### Reading text
- Directed by: Stephen Verona
- Written by: Leigh Chapman Stephen Verona
- Produced by: George Willoughby
- Starring: Ruth Gordon Lee Strasberg Janet Leigh
- Cinematography: Billy Williams
- Edited by: Thom Noble
- Music by: William S. Fischer Michael Kamen Rob Mounsey Coleridge-Taylor Perkinson
- Production companies: Stratford Travellers Films
- Distributed by: Atlantic Releasing Corporation
- Release date: November 14, 1979;
- Running time: 98 minutes
- Country: United States
- Language: English

= Boardwalk (film) =

1979 film by Stephen Verona

Boardwalk is a 1979 American drama film written by Stephen Verona and Leigh Chapman and directed by Verona. It stars Ruth Gordon, Lee Strasberg and Janet Leigh. It follows an older Jewish couple living in Coney Island that are challenged by increasing crime in their neighborhood.

### Source data
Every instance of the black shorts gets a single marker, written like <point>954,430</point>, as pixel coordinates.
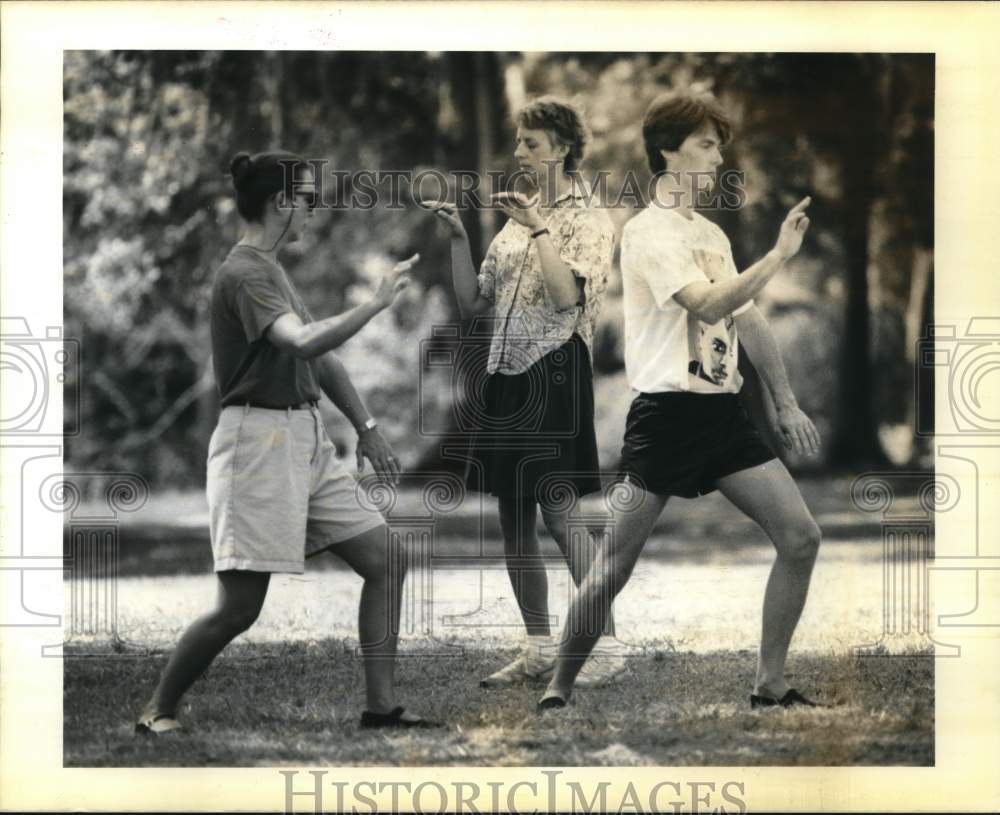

### Requirement 1
Rewrite the paragraph of the text on the film Boardwalk that begins "Boardwalk is a 1979 American drama film" as a short bulleted list, keeping its main facts.
### Requirement 2
Answer from the text on the film Boardwalk, one line per answer:
(a) Who produced the film?
(b) How long does the film run?
(c) Where does the couple in the film live?
### Requirement 3
Proceed with the text on the film Boardwalk, picking up after its last sentence.

### Exercise result 1
- 1979 American drama film
- Written by Stephen Verona and Leigh Chapman
- Directed by Verona
- Stars Ruth Gordon, Lee Strasberg and Janet Leigh
- Follows an older Jewish couple in Coney Island challenged by rising crime in their neighborhood

### Exercise result 2
(a) George Willoughby
(b) 98 minutes
(c) Coney Island

### Exercise result 3
==Plot summary==
David Rosen (Strasberg) and his wife Becky (Gordon) are approaching their 50th wedding anniversary in Coney Island, where they have spent most of their married life. But their beloved once-safe neighborhood begins to fall victim to urban blight and crime with house robberies commonplace and the boardwalk rendered unsafe by gangs. A gang leader named Strut demands payment from local merchants for "protection" and uses violent methods to achieve his objectives. David refuses to pay for the "protection" for his restaurant and as a consequence it is firebombed, while many of his neighbors are attacked and his synagogue is desecrated. The couple also contend with Becky's cancer, while their widowed daughter, Florence (Leigh) is in a loveless marriage with a vinyl floor salesman. Peter, Florence's 24-year-old son, wants to be rock star. The Friedmans, an older Jewish couple and best friends of David and Becky, feel besieged by the threat of violent crime and decide to take their own lives.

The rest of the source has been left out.